Arrange all the material below as a two-column CSV with the headers "prompt" and "response". Give each row one text and its answer, with each value in its own quoted field and line breaks replaced by spaces.

## Dataset
----------------
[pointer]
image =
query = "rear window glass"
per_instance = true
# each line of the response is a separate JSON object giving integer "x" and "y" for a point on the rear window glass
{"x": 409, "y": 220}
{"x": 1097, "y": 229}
----------------
## Solution for this problem
prompt,response
"[pointer] image = query = ""rear window glass"" per_instance = true # each line of the response is a separate JSON object giving integer ""x"" and ""y"" for a point on the rear window glass","{""x"": 409, ""y"": 220} {""x"": 1097, ""y"": 229}"